→ **Record excerpts**
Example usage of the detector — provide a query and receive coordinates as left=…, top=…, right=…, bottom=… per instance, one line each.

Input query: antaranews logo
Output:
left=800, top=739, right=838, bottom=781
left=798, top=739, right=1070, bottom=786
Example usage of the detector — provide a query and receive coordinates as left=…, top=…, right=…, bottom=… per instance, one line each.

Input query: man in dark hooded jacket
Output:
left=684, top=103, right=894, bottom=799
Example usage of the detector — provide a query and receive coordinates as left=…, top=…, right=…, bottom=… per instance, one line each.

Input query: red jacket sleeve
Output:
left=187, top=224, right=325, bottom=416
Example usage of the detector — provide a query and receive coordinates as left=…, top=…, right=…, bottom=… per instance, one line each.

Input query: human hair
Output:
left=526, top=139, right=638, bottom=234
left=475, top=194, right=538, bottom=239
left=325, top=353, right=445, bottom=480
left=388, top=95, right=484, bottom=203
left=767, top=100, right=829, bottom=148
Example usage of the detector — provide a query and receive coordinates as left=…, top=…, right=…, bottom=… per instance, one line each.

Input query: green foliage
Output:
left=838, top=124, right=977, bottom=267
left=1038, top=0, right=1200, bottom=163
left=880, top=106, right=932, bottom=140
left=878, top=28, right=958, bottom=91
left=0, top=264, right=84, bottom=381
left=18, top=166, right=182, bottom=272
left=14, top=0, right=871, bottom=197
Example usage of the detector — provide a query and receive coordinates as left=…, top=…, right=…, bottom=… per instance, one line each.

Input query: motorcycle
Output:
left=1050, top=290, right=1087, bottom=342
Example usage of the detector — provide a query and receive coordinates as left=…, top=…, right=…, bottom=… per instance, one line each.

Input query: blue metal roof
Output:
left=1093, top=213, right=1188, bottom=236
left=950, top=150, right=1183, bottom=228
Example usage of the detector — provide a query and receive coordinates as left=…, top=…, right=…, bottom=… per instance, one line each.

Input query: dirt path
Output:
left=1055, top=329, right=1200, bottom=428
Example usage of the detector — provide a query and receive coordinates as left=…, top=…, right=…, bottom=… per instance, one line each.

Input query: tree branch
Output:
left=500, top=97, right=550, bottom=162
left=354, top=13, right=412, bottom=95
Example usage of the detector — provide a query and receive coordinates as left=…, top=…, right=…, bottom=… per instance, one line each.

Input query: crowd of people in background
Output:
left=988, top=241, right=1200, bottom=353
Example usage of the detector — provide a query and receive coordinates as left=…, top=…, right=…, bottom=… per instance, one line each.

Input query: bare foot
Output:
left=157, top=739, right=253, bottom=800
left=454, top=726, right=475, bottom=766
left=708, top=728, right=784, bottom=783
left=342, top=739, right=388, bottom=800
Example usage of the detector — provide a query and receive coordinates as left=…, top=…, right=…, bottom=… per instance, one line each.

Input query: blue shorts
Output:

→ **Prompt**
Copy the records verbatim from their start through the line that contains "left=767, top=100, right=829, bottom=148", including both of those lines.

→ **Result**
Example usage of the detector — provide a query and receive coordinates as left=…, top=…, right=…, bottom=… per instance, one line each.

Input query: antaranews logo
Output:
left=800, top=739, right=838, bottom=781
left=798, top=739, right=1070, bottom=786
Example usage of the detector — provide a query and receive coordinates as left=…, top=…, right=…, bottom=… per instance, one line each.

Input query: man in dark hooded jacket
Output:
left=684, top=103, right=894, bottom=799
Example usage of the detector — provide a query and receive coordinates as left=…, top=…, right=…, bottom=… per instance, one line each.

Input query: red jacket sleeve
Output:
left=187, top=224, right=325, bottom=416
Example usage of the detector — provide a query and receive coordinates as left=…, top=…, right=…, bottom=… per instance, one line each.

Input query: human hair
Output:
left=526, top=139, right=638, bottom=234
left=475, top=194, right=538, bottom=239
left=325, top=353, right=445, bottom=480
left=388, top=95, right=484, bottom=203
left=767, top=100, right=829, bottom=148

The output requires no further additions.